_Short exercise_
Which lines run from the line with "task | identify every instance of the kangaroo ear" to the end of the entries? Write out exactly those, leaving out the pictures.

_Supplied material_
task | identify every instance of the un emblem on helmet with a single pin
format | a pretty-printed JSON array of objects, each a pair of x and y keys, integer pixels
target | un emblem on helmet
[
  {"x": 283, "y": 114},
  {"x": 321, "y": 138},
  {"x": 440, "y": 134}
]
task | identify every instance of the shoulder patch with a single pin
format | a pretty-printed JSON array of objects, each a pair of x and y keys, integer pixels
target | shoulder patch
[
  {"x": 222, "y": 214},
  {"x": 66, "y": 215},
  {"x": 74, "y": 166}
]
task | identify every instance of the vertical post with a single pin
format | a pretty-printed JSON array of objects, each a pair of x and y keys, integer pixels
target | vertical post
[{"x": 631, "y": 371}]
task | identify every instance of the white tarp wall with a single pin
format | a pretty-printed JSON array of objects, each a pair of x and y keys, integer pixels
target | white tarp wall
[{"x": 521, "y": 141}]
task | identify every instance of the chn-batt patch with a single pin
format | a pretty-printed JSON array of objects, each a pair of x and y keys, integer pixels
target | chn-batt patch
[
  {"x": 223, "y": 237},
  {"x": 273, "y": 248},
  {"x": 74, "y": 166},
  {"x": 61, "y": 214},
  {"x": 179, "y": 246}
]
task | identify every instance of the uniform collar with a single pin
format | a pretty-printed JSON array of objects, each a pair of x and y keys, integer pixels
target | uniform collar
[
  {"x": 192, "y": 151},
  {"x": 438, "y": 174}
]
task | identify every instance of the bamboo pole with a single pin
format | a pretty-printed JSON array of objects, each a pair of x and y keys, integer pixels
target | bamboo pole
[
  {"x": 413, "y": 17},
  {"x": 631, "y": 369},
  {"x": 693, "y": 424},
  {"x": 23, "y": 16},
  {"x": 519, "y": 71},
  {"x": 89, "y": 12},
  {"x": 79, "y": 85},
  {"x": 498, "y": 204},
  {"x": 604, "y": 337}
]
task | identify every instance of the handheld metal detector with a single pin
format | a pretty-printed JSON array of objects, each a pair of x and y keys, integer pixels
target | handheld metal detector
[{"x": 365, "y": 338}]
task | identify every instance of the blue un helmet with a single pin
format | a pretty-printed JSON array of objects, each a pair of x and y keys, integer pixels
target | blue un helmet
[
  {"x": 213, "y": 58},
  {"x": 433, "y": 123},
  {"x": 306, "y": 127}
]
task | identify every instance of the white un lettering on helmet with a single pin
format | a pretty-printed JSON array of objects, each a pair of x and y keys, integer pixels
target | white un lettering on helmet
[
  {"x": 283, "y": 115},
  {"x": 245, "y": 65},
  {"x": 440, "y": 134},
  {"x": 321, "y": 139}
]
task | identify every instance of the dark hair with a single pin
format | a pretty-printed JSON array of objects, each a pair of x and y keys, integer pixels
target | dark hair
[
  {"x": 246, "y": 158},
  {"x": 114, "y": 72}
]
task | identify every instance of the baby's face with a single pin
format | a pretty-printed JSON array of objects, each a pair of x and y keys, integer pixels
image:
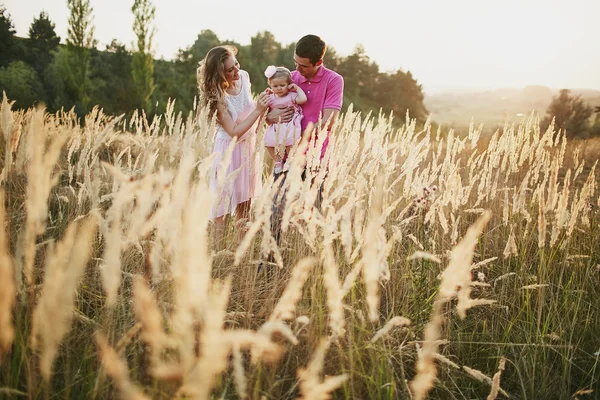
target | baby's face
[{"x": 279, "y": 86}]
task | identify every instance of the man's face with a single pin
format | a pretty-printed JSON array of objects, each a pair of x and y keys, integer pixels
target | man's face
[{"x": 305, "y": 67}]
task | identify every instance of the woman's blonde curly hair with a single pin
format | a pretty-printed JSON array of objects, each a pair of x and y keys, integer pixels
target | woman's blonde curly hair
[{"x": 210, "y": 75}]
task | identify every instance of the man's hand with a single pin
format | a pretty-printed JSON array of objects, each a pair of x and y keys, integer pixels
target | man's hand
[{"x": 277, "y": 115}]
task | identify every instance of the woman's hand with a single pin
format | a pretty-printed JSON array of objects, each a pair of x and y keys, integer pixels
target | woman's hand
[
  {"x": 262, "y": 102},
  {"x": 277, "y": 115}
]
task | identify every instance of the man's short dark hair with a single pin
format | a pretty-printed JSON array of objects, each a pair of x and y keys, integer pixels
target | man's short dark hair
[{"x": 311, "y": 47}]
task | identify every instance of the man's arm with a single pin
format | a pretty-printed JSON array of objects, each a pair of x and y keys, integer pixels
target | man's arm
[
  {"x": 333, "y": 101},
  {"x": 280, "y": 115},
  {"x": 329, "y": 117}
]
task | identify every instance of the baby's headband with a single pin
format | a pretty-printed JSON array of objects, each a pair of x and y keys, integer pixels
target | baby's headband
[{"x": 271, "y": 70}]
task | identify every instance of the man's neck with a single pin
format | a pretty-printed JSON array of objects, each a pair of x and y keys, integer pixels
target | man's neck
[{"x": 313, "y": 75}]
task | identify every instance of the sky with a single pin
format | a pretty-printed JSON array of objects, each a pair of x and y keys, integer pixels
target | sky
[{"x": 446, "y": 44}]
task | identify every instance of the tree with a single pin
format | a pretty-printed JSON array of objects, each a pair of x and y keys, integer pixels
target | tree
[
  {"x": 400, "y": 92},
  {"x": 111, "y": 79},
  {"x": 42, "y": 42},
  {"x": 142, "y": 64},
  {"x": 79, "y": 42},
  {"x": 570, "y": 113},
  {"x": 21, "y": 83},
  {"x": 9, "y": 47},
  {"x": 360, "y": 78},
  {"x": 261, "y": 53},
  {"x": 205, "y": 41}
]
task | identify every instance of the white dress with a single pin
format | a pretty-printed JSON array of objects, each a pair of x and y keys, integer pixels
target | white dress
[{"x": 247, "y": 183}]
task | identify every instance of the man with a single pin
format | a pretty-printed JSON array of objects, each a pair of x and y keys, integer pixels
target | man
[{"x": 324, "y": 88}]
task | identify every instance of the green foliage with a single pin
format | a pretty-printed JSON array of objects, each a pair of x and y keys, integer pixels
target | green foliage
[
  {"x": 21, "y": 83},
  {"x": 570, "y": 113},
  {"x": 79, "y": 42},
  {"x": 142, "y": 63},
  {"x": 42, "y": 42},
  {"x": 9, "y": 47},
  {"x": 119, "y": 81},
  {"x": 112, "y": 83}
]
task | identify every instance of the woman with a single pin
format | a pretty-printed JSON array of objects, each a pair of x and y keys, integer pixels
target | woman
[{"x": 225, "y": 90}]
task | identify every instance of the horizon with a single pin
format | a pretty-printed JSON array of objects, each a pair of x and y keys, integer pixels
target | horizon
[{"x": 466, "y": 45}]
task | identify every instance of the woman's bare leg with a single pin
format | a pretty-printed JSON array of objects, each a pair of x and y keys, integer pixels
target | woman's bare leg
[
  {"x": 219, "y": 231},
  {"x": 271, "y": 151},
  {"x": 242, "y": 216}
]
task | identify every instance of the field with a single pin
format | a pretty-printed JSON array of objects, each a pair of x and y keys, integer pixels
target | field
[{"x": 438, "y": 265}]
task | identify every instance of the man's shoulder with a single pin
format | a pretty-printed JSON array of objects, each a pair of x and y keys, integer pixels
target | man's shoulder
[
  {"x": 332, "y": 75},
  {"x": 296, "y": 76}
]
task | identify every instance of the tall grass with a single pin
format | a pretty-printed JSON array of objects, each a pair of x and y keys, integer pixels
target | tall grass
[{"x": 436, "y": 265}]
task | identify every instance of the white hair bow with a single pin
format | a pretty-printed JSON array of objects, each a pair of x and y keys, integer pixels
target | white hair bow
[{"x": 270, "y": 71}]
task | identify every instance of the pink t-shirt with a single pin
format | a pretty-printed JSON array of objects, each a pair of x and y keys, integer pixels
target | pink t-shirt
[{"x": 324, "y": 90}]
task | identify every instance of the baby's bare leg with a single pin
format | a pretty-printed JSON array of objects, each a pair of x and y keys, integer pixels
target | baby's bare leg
[{"x": 271, "y": 151}]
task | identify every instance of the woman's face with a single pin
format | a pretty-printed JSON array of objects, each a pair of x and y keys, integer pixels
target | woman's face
[
  {"x": 232, "y": 69},
  {"x": 279, "y": 86}
]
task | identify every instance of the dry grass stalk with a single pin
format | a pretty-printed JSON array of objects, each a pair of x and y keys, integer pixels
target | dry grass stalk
[
  {"x": 456, "y": 275},
  {"x": 511, "y": 246},
  {"x": 7, "y": 285},
  {"x": 238, "y": 372},
  {"x": 481, "y": 377},
  {"x": 118, "y": 370},
  {"x": 284, "y": 310},
  {"x": 425, "y": 256},
  {"x": 333, "y": 286},
  {"x": 392, "y": 323},
  {"x": 41, "y": 178},
  {"x": 496, "y": 380},
  {"x": 53, "y": 314},
  {"x": 198, "y": 383},
  {"x": 311, "y": 385},
  {"x": 370, "y": 259},
  {"x": 150, "y": 317}
]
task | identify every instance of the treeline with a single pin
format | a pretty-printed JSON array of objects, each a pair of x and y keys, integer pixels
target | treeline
[{"x": 39, "y": 69}]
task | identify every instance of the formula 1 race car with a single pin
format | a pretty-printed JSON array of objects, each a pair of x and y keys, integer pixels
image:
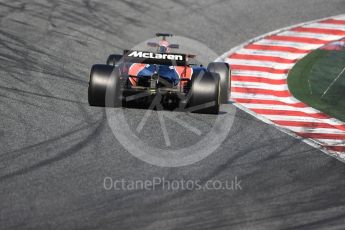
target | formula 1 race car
[{"x": 164, "y": 77}]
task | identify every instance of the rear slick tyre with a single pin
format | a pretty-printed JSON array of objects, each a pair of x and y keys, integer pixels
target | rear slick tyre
[{"x": 223, "y": 69}]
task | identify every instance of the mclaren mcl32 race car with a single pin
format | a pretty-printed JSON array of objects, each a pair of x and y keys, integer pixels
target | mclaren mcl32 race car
[{"x": 162, "y": 78}]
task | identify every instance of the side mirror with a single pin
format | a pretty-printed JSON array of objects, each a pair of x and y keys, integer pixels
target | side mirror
[
  {"x": 174, "y": 46},
  {"x": 152, "y": 44}
]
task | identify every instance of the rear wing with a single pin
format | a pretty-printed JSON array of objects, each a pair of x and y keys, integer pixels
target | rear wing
[{"x": 146, "y": 57}]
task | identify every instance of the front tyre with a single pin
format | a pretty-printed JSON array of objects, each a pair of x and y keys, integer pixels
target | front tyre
[{"x": 104, "y": 86}]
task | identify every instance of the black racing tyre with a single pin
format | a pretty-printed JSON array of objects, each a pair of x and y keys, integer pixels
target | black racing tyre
[
  {"x": 114, "y": 59},
  {"x": 204, "y": 94},
  {"x": 223, "y": 69},
  {"x": 104, "y": 86}
]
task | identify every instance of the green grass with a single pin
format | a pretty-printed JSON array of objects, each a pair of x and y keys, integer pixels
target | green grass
[{"x": 313, "y": 76}]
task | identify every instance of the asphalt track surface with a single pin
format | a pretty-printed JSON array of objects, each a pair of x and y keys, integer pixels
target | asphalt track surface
[{"x": 56, "y": 150}]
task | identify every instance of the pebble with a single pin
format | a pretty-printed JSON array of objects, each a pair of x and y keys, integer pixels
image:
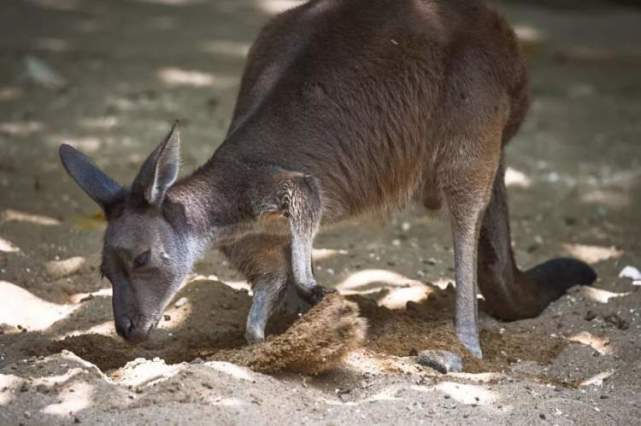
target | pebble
[
  {"x": 62, "y": 268},
  {"x": 441, "y": 361}
]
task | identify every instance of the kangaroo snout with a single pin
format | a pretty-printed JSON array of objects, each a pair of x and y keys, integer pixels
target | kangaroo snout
[{"x": 132, "y": 331}]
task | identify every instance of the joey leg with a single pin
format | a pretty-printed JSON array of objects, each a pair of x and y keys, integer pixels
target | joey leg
[
  {"x": 302, "y": 273},
  {"x": 302, "y": 204},
  {"x": 268, "y": 295}
]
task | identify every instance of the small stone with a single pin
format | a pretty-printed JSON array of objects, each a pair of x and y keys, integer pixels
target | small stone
[
  {"x": 617, "y": 321},
  {"x": 181, "y": 302},
  {"x": 441, "y": 361}
]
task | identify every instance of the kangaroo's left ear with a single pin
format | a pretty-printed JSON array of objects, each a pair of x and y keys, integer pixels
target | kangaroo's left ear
[
  {"x": 100, "y": 187},
  {"x": 159, "y": 171}
]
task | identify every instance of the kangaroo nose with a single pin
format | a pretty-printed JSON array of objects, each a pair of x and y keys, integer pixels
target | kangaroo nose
[
  {"x": 131, "y": 332},
  {"x": 124, "y": 327}
]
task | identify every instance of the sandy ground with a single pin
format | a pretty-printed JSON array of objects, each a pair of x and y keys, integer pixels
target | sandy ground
[{"x": 131, "y": 67}]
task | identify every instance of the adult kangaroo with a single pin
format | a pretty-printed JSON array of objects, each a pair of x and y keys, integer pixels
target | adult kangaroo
[{"x": 345, "y": 107}]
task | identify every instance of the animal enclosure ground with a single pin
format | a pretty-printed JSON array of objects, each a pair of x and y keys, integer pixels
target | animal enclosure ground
[{"x": 123, "y": 70}]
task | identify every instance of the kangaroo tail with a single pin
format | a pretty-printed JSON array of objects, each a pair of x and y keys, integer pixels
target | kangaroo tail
[{"x": 510, "y": 293}]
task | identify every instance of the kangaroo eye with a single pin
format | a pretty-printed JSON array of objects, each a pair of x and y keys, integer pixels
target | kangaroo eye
[{"x": 142, "y": 259}]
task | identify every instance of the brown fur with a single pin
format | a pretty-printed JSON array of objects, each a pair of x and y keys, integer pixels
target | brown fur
[{"x": 345, "y": 107}]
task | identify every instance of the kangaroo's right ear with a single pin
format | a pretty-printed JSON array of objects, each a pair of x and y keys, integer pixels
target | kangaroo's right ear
[{"x": 100, "y": 187}]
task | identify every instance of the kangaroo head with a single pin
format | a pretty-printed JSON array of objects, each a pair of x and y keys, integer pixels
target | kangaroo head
[{"x": 147, "y": 251}]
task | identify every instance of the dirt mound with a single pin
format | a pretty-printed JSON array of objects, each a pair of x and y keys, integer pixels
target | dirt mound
[{"x": 316, "y": 343}]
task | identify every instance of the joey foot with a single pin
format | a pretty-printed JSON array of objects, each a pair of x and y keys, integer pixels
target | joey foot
[
  {"x": 470, "y": 339},
  {"x": 313, "y": 293}
]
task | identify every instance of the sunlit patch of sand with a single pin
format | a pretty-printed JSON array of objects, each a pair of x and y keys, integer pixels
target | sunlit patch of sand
[
  {"x": 9, "y": 94},
  {"x": 323, "y": 254},
  {"x": 18, "y": 216},
  {"x": 599, "y": 344},
  {"x": 71, "y": 400},
  {"x": 18, "y": 307},
  {"x": 611, "y": 198},
  {"x": 233, "y": 370},
  {"x": 8, "y": 383},
  {"x": 7, "y": 246},
  {"x": 141, "y": 372},
  {"x": 592, "y": 254},
  {"x": 400, "y": 289},
  {"x": 20, "y": 128},
  {"x": 278, "y": 6},
  {"x": 600, "y": 295},
  {"x": 227, "y": 47},
  {"x": 181, "y": 77}
]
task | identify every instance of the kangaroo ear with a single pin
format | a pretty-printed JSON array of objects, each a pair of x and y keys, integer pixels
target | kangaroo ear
[
  {"x": 100, "y": 187},
  {"x": 159, "y": 171}
]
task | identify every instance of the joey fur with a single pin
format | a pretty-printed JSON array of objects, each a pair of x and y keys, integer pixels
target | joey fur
[{"x": 346, "y": 107}]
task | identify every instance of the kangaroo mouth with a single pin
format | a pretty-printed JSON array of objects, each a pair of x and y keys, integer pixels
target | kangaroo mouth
[{"x": 137, "y": 330}]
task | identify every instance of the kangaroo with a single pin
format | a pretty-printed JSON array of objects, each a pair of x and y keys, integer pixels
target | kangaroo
[{"x": 345, "y": 107}]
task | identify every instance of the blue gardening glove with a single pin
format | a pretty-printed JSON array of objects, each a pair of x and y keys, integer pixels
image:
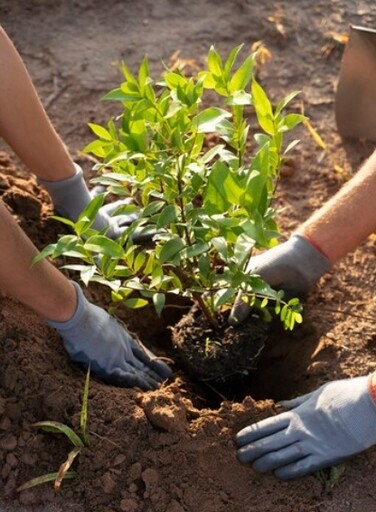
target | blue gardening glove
[
  {"x": 70, "y": 196},
  {"x": 93, "y": 336},
  {"x": 321, "y": 429},
  {"x": 293, "y": 266}
]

_Final result_
task | identify every instance of the kangaroo ear with a single pin
format | a pretty-printed JSON array of objects, each a pair of x and y keys, integer pixels
target | kangaroo ear
[
  {"x": 100, "y": 187},
  {"x": 159, "y": 171}
]
task | identify every instance of the joey fur with a single pin
format | a pretty-printed JSON array of objects, each a pair of x and y keys, integer pixels
target | joey fur
[{"x": 346, "y": 107}]
task | identify every instance of the kangaroo mouth with a single pin
format | a pretty-printed JSON array of objects, each a pair of x and y keys, integer pixels
target | kangaroo mouth
[{"x": 137, "y": 330}]
task | identify every instance of the kangaroo with a single pin
format | a pretty-printed JSON array of objects, each a pair of x and y keys, integer pixels
target | kangaroo
[{"x": 345, "y": 107}]
task | identify every instance of the blue gardening glove with a single pin
format | a pretty-printed JSON array of objects, each a pair of x and y keys, integer pixels
image:
target | blue gardening glove
[
  {"x": 70, "y": 196},
  {"x": 93, "y": 336},
  {"x": 321, "y": 429},
  {"x": 293, "y": 266}
]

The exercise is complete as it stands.